◆ **What to produce**: Copy out the entries that follow, exactly as written.

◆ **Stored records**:
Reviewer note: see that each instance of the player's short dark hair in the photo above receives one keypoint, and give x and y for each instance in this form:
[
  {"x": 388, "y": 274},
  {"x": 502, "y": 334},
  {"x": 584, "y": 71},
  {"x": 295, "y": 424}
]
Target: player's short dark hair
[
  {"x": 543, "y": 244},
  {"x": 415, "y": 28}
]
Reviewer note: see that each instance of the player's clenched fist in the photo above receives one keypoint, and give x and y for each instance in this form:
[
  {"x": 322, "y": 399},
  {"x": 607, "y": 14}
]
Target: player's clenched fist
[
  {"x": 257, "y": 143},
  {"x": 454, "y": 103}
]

◆ **Written response**:
Reviewer note: see that each instance of the player's short dark hair in the photo above receives one keypoint, and give x and y for each instance in this form:
[
  {"x": 388, "y": 274},
  {"x": 502, "y": 334},
  {"x": 584, "y": 71},
  {"x": 295, "y": 424}
]
Target: player's short dark hair
[
  {"x": 543, "y": 244},
  {"x": 415, "y": 28}
]
Reviewer note: see that each instance of the player's clenched fist in the photo above receives one keypoint, and give x and y for each instance in this form:
[
  {"x": 322, "y": 399},
  {"x": 607, "y": 14}
]
Target: player's clenched fist
[
  {"x": 257, "y": 143},
  {"x": 454, "y": 103}
]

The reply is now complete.